From the data that follows, report the number of lines including "below", and only that number.

[Referring expression pointing data]
※ ※ ※

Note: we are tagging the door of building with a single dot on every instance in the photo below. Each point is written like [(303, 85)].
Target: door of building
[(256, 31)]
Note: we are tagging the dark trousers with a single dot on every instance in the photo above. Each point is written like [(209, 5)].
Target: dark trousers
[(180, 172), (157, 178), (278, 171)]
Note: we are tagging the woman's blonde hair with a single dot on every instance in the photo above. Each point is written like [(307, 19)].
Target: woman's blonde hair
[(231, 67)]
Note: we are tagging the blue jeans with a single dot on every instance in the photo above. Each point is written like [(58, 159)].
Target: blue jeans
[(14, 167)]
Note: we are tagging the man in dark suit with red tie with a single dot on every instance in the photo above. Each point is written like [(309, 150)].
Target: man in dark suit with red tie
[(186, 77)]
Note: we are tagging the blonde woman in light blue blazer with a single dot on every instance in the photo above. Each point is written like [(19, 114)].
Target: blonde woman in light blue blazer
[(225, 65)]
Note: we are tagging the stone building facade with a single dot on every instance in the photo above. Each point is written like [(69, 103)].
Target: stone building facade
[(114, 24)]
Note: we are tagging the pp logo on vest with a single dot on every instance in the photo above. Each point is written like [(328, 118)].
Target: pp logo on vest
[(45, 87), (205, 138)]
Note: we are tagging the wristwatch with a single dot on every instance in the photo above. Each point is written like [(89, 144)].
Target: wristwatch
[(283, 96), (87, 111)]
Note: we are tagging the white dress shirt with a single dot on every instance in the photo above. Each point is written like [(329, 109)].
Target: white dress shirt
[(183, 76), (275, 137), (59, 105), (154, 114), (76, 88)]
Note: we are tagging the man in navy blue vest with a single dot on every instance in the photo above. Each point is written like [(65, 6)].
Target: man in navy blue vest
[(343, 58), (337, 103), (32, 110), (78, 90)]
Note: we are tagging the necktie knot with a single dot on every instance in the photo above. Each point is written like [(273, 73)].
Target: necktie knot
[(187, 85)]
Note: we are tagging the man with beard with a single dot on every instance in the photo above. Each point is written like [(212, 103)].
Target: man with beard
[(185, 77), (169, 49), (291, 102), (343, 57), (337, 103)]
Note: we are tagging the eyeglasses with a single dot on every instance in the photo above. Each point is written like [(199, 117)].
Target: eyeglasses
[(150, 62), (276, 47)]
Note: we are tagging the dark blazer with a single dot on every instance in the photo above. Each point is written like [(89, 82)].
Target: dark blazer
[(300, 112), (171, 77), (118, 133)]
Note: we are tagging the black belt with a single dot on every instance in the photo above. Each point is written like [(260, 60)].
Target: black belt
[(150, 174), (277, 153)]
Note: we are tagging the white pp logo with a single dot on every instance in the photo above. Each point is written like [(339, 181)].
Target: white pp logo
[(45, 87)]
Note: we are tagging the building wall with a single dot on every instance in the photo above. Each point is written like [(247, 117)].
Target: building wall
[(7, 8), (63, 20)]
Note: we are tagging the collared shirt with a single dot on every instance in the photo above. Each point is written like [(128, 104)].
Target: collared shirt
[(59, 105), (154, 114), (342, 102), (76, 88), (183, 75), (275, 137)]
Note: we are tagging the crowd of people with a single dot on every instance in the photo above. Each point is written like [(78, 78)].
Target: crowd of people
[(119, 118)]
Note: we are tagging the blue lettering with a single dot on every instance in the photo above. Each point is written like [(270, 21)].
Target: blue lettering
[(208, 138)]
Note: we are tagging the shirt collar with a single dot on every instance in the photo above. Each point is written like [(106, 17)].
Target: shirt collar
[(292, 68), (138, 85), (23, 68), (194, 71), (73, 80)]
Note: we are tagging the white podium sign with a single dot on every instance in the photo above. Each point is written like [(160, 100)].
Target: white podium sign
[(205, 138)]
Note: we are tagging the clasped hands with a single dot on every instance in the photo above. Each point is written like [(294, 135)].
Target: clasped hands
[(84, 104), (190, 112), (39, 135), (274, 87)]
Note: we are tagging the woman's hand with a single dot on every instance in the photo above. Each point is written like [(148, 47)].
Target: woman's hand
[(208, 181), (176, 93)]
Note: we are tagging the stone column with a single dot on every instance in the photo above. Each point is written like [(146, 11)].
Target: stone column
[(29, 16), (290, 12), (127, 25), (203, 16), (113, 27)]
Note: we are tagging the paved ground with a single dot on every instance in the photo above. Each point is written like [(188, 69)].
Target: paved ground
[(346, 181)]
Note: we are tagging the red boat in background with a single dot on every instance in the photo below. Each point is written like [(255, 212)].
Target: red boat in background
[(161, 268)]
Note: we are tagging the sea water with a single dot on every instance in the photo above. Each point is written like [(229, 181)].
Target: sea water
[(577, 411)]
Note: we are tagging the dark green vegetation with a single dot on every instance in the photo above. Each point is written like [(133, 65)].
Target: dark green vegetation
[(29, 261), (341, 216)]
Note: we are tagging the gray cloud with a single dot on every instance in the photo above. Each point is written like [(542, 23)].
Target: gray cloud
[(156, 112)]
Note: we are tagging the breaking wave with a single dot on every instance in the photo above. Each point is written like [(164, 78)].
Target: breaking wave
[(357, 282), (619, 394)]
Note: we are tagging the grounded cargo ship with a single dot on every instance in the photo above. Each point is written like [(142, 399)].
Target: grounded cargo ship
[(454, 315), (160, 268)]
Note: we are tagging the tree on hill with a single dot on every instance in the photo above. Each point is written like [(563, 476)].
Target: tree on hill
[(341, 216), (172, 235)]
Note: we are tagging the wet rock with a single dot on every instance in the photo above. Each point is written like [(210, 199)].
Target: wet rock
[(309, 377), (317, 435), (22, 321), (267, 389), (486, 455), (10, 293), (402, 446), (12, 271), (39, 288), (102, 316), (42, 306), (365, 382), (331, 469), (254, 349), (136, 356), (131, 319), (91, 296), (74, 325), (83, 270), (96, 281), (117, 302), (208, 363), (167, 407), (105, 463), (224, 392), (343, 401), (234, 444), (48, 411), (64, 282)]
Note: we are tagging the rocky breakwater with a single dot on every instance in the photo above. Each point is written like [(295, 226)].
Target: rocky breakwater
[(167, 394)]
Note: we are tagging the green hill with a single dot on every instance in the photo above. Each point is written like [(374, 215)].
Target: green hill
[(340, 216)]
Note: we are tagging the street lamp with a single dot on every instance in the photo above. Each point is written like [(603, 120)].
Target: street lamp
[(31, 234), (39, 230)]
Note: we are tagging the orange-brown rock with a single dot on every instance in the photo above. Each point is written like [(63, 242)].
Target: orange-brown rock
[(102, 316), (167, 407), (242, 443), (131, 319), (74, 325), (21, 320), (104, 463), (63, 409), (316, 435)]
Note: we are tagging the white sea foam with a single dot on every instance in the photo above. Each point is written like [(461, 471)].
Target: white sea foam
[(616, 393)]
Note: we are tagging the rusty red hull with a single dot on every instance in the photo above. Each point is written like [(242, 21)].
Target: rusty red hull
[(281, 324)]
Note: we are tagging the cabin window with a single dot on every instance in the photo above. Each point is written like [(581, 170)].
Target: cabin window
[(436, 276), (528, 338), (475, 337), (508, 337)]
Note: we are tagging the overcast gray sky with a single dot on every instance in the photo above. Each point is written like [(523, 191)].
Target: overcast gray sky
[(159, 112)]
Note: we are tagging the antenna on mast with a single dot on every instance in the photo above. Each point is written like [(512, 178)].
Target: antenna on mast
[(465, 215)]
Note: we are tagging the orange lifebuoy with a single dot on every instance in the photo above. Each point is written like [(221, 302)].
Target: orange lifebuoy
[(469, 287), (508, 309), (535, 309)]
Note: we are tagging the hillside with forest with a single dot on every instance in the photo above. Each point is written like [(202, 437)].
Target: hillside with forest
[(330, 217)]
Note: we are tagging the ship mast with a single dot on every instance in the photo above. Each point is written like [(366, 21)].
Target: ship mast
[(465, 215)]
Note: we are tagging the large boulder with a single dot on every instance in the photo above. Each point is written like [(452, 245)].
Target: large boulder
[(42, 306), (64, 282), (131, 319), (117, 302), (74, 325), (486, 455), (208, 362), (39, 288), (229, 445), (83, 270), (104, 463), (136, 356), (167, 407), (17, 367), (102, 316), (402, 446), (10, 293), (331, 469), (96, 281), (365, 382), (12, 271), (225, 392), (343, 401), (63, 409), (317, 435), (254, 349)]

※ ※ ※

• [WRITTEN ANSWER]:
2